### Text under study:
- Opening Delimiter -
# activia?



## iMe22 (Dec 30, 2008)

so my mom got this yogurt stuff called activia, and it claims to help digestive systems. does anyone know if it works? i'm gonna try it out, just to see, and stuff, but has anyone tried it yet?


----------



## Cherrie (Sep 1, 2006)

Hi there I tried it before -- it worked for me to a certain extent. But everyone's different and one will have to give it a try to know for sure how much it works for oneself. Fingers crossed for you!


----------



## iMe22 (Dec 30, 2008)

thank you! ok i will try it, and hope it works!


----------



## EDeShong (Dec 13, 2010)

Well, I know the vanilla and cereal kind is absolutely amazing! but, as far as if it works, it has a small amount of fiber in it, and some times I need just an extra boost of fiber since I have IBS-A, but...it does nothing drastic, but then again, everyone is different.


----------



## Emii (Sep 30, 2010)

Well it is dairy and even tho it may settle ur stomach it's normally bound to have a poor effect on your Ibs later. Yakult helps me tho :/ x


----------



## Brittany123 (Jan 27, 2012)

iMe22 said:


> so my mom got this yogurt stuff called activia, and it claims to help digestive systems. does anyone know if it works? i'm gonna try it out, just to see, and stuff, but has anyone tried it yet?


Yeah im 13 and my mom got me the Activia stuff to me i did not see any change and sorry this post is so late compared to when you posted this question. I just got a profile. But i would give it a try


----------



## Bridget_12 (Dec 5, 2011)

I tried it but it didn't do anything. Supposedly it works differently for everybody. It helps some and doesnt help others.


----------



## Emilye13 (Jul 3, 2012)

I tried it but it didn't work because dairy doesnt help me.


----------



## spensuh (Jan 28, 2013)

Does anyone know how much fiber one packet/cup has? Would eating more than one a day help?


----------



## LauLau26 (Nov 3, 2012)

Eating more than one fiber packet a day might be a bad move. It's about finding the balance between being able to go and not being able to go.

As for the activia, it may help to an extent because probiotics apparently work in some people, but if you can't have dairy I wouldn't reccomend it.


----------



## spensuh (Jan 28, 2013)
- Closing Delimiter -
### Extracted information:
- Opening Delimiter -
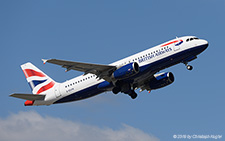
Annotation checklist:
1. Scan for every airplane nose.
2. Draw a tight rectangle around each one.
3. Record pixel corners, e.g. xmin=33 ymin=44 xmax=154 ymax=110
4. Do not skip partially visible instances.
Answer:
xmin=203 ymin=40 xmax=209 ymax=50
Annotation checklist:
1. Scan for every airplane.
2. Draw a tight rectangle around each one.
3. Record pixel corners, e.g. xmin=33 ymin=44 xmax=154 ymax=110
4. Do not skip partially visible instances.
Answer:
xmin=10 ymin=36 xmax=208 ymax=106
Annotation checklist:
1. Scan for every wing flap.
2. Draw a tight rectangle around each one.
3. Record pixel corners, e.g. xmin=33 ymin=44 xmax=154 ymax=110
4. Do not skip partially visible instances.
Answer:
xmin=9 ymin=93 xmax=45 ymax=101
xmin=42 ymin=59 xmax=116 ymax=81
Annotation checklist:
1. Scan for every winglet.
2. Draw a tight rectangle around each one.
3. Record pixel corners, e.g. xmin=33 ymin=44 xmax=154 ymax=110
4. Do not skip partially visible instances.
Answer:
xmin=41 ymin=59 xmax=48 ymax=64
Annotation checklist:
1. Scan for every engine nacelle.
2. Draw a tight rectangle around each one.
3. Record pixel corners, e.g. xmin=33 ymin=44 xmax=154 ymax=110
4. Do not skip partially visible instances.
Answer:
xmin=149 ymin=72 xmax=174 ymax=90
xmin=112 ymin=62 xmax=140 ymax=80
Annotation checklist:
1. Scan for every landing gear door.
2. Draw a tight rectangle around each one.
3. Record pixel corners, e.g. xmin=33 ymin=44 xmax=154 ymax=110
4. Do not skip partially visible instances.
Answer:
xmin=173 ymin=39 xmax=183 ymax=51
xmin=55 ymin=85 xmax=61 ymax=98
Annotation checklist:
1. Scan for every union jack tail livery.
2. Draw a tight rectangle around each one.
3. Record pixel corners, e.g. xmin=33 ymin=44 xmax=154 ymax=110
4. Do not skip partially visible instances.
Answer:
xmin=21 ymin=62 xmax=56 ymax=94
xmin=13 ymin=62 xmax=59 ymax=106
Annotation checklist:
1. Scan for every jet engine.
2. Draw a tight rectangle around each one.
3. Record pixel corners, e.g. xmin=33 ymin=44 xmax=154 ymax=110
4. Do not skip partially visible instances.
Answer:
xmin=112 ymin=62 xmax=140 ymax=80
xmin=149 ymin=72 xmax=174 ymax=90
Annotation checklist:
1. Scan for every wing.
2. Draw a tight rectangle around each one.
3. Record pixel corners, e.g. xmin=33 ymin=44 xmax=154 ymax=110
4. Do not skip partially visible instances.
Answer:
xmin=42 ymin=59 xmax=116 ymax=82
xmin=9 ymin=93 xmax=45 ymax=100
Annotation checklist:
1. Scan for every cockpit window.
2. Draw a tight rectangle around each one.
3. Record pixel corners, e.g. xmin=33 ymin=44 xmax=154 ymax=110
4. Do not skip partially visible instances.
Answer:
xmin=186 ymin=37 xmax=199 ymax=42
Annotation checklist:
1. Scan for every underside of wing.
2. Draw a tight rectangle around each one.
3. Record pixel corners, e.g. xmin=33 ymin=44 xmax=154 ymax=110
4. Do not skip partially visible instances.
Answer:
xmin=10 ymin=93 xmax=45 ymax=101
xmin=42 ymin=59 xmax=116 ymax=81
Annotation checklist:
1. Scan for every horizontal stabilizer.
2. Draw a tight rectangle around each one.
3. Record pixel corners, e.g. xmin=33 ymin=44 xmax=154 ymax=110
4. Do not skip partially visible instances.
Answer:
xmin=9 ymin=93 xmax=45 ymax=101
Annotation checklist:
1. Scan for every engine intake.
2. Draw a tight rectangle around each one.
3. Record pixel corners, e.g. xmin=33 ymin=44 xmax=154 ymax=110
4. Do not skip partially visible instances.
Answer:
xmin=112 ymin=62 xmax=140 ymax=80
xmin=149 ymin=72 xmax=174 ymax=90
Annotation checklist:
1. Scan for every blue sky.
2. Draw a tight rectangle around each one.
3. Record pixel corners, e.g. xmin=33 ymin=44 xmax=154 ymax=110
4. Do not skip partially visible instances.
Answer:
xmin=0 ymin=0 xmax=225 ymax=140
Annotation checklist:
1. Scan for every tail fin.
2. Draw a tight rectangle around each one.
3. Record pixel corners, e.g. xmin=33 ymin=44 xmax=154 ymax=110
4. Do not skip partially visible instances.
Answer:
xmin=21 ymin=62 xmax=56 ymax=94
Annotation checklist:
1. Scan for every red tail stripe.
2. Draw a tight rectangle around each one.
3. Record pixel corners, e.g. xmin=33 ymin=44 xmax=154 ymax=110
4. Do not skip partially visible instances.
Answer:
xmin=23 ymin=69 xmax=45 ymax=78
xmin=161 ymin=40 xmax=179 ymax=47
xmin=37 ymin=81 xmax=55 ymax=94
xmin=24 ymin=100 xmax=34 ymax=106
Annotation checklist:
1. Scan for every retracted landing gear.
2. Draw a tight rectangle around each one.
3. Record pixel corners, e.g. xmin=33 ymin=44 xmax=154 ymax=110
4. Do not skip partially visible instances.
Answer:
xmin=128 ymin=90 xmax=137 ymax=99
xmin=112 ymin=87 xmax=121 ymax=94
xmin=184 ymin=63 xmax=193 ymax=70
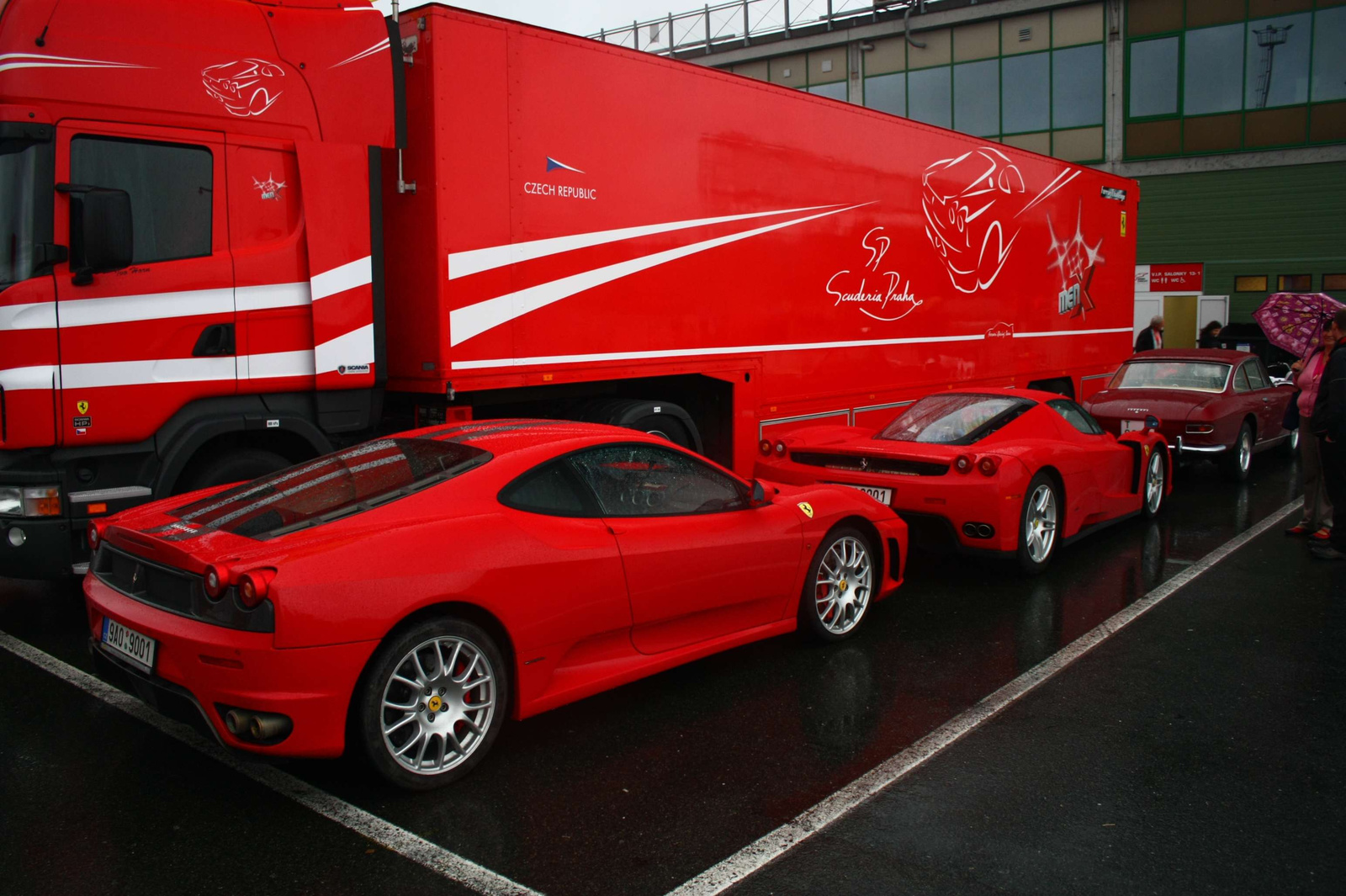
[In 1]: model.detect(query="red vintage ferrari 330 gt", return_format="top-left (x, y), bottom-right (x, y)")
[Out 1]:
top-left (758, 389), bottom-right (1171, 573)
top-left (83, 420), bottom-right (907, 788)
- Closing Delimiter -
### Exercise directions:
Write the next part of the forum thread about Activia yogurt, starting right after the last line shown. The records have nothing to do with the forum thread about Activia yogurt.

### Task answer:
LauLau26 said:


> Eating more than one fiber packet a day might be a bad move. It's about finding the balance between being able to go and not being able to go.
> 
> As for the activia, it may help to an extent because probiotics apparently work in some people, but if you can't have dairy I wouldn't reccomend it.


Ah, got it. Thanks for answering.


----------



## LauLau26 (Nov 3, 2012)

I looked up increasing fiber not long ago, it should be okay as long as you do it gradually, I'm sure you'll know if you've over done it with the fiber anyway, hope you feel better soon


----------



## tinh (Nov 13, 2012)

I eat it as it's suppose to help - don't know if it does with me as my diarrhea has no pattern


----------



## LauLau26 (Nov 3, 2012)

Maybe your diarrhea does have a pattern and you just haven't picked up on it. Mine can happen not long after eating something like cheese, or chocolate. Also, to help with your diarrhea have you tried immodium? It's over the counter medication


----------



## tinh (Nov 13, 2012)

Thanks, but I kept a food/diarrhea diary (now that is odd!) for quite some time to see if there was any connections. Bread and bread/yeast foods were a trigger.

I was immodium for months and my Gastric specialist suggested not using it as much as it can cause more problems. Now I only use it if it's really bad or I have to go to a medical appointment.


----------



## LauLau26 (Nov 3, 2012)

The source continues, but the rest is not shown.